Task brief: Pull out every line of the material below that contains the word "metal", and copy each of those lines in full.

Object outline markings

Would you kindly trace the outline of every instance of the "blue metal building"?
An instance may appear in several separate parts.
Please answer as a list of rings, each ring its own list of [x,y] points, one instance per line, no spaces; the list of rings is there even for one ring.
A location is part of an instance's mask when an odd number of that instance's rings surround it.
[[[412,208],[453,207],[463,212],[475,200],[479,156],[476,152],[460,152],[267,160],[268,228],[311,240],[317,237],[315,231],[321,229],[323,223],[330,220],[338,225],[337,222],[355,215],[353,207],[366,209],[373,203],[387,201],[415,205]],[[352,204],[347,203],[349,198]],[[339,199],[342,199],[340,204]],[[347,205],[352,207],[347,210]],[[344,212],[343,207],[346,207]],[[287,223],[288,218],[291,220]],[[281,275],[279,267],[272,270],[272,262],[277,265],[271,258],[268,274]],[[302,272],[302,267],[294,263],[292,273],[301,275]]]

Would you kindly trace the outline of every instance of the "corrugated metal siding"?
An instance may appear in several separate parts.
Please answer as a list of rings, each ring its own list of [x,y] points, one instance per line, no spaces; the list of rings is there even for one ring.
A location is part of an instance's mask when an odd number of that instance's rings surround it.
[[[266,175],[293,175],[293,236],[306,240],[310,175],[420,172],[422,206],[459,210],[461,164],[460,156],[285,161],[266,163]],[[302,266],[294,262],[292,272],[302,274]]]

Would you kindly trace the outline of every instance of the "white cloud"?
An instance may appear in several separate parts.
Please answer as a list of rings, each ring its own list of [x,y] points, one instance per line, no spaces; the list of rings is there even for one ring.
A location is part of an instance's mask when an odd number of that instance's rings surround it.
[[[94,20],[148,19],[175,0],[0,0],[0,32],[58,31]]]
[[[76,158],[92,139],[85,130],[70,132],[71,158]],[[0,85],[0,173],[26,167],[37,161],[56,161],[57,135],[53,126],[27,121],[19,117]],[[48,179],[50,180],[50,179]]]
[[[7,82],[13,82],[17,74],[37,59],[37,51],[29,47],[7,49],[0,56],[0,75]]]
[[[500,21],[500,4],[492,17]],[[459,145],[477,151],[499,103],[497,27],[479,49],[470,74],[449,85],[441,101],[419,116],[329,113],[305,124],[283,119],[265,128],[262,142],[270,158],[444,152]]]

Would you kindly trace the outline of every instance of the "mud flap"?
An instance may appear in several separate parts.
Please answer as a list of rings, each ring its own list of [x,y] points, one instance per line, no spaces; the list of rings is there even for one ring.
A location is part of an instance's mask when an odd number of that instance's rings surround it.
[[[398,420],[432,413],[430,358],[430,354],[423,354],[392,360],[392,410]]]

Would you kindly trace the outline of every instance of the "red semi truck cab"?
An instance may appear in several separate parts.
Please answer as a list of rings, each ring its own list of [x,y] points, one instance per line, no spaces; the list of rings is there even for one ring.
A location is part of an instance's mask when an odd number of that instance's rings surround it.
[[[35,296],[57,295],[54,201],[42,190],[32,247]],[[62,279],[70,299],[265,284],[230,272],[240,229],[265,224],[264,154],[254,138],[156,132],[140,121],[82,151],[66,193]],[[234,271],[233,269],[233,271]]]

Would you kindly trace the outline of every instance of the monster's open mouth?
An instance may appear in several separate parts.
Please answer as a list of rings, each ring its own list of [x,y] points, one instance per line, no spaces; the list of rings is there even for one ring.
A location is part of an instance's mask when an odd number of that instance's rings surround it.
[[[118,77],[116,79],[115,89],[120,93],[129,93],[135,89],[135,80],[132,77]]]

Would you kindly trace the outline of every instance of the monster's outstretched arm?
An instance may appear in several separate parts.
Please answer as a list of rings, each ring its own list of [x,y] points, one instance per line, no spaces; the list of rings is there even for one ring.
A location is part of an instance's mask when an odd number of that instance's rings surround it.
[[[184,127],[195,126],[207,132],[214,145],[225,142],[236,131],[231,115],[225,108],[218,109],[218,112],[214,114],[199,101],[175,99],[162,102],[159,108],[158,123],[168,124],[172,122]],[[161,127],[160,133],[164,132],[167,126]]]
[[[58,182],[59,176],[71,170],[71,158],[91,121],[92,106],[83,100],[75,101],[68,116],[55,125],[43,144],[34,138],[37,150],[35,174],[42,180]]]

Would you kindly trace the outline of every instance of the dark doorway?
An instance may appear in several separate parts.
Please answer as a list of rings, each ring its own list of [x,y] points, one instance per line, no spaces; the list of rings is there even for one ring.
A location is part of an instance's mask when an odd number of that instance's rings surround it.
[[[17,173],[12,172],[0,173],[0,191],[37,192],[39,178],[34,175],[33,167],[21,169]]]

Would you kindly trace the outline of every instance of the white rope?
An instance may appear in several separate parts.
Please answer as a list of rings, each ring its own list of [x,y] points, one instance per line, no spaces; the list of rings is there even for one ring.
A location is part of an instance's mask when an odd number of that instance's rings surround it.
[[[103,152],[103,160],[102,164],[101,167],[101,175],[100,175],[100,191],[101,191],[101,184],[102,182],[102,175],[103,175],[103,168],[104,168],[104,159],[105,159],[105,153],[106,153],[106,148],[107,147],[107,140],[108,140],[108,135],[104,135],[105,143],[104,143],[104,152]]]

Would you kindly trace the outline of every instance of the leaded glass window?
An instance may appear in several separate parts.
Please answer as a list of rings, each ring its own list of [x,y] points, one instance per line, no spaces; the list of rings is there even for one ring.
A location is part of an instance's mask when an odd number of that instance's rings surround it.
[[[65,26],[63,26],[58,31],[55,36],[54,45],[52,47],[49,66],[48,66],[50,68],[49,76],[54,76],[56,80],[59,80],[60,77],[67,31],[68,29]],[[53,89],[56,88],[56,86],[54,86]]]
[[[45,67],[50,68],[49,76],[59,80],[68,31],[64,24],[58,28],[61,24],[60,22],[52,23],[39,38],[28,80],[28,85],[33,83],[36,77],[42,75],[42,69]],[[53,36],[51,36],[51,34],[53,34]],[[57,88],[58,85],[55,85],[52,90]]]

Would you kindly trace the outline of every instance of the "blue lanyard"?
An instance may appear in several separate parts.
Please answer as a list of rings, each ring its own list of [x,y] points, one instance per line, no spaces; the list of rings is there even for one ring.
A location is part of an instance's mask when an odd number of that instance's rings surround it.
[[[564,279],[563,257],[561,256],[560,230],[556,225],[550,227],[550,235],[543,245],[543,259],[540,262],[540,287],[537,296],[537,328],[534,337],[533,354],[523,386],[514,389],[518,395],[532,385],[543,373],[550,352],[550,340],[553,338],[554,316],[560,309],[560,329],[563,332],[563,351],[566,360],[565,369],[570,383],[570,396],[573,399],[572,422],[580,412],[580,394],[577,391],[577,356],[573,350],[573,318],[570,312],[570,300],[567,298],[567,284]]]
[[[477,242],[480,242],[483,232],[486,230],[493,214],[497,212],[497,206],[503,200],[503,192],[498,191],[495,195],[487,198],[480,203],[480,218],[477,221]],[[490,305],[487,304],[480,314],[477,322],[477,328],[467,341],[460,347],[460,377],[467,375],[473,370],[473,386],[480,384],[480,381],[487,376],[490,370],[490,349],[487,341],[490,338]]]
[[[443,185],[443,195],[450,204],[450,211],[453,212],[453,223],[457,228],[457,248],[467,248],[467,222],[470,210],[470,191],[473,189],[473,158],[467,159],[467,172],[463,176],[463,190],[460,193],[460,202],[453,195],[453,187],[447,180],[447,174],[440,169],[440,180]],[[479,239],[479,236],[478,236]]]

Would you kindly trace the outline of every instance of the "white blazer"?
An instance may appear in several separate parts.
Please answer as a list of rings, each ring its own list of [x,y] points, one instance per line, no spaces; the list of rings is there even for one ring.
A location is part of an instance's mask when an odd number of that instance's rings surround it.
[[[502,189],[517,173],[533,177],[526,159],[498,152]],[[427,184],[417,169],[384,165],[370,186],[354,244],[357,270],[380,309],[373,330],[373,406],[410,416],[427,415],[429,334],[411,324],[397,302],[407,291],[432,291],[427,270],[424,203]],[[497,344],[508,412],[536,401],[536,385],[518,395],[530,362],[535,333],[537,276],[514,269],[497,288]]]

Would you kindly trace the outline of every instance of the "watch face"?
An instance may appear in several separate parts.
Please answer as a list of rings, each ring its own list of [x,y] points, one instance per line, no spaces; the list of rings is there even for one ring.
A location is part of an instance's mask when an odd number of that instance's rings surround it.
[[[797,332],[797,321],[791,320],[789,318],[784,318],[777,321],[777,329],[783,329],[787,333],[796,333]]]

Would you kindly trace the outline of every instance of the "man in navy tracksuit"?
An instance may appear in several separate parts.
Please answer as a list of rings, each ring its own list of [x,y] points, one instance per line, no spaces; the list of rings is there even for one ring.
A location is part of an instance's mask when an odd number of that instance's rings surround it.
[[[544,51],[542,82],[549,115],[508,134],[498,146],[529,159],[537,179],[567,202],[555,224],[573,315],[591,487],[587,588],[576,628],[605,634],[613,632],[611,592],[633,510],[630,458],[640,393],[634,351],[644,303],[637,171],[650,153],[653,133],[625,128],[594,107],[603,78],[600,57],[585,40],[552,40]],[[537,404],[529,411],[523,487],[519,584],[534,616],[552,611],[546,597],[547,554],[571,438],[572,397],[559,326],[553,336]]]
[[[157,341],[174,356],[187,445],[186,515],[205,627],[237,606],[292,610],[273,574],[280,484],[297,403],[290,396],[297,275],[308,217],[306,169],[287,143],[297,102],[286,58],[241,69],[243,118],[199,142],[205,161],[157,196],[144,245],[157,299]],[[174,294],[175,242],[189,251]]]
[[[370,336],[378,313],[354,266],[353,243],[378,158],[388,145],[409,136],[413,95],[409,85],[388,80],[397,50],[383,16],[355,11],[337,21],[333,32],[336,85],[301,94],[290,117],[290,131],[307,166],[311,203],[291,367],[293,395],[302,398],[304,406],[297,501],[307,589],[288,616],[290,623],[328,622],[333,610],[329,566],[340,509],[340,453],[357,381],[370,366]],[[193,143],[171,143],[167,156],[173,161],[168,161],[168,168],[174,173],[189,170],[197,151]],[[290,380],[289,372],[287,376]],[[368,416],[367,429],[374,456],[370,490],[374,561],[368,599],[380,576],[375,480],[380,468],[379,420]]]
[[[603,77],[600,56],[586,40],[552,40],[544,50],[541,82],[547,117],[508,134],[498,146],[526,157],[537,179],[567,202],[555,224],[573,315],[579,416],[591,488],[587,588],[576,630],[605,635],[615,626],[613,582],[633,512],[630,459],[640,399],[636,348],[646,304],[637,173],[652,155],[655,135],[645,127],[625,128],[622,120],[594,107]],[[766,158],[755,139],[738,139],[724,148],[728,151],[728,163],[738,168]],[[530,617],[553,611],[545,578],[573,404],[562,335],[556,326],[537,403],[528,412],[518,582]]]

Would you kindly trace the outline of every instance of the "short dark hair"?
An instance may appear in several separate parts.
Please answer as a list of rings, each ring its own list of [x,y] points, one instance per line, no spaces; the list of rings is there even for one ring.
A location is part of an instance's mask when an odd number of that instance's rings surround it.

Exercise solution:
Would you kindly trace the outline of every instance of the "blue metal building"?
Would you kindly trace the outline of every instance of the "corrugated metal siding"?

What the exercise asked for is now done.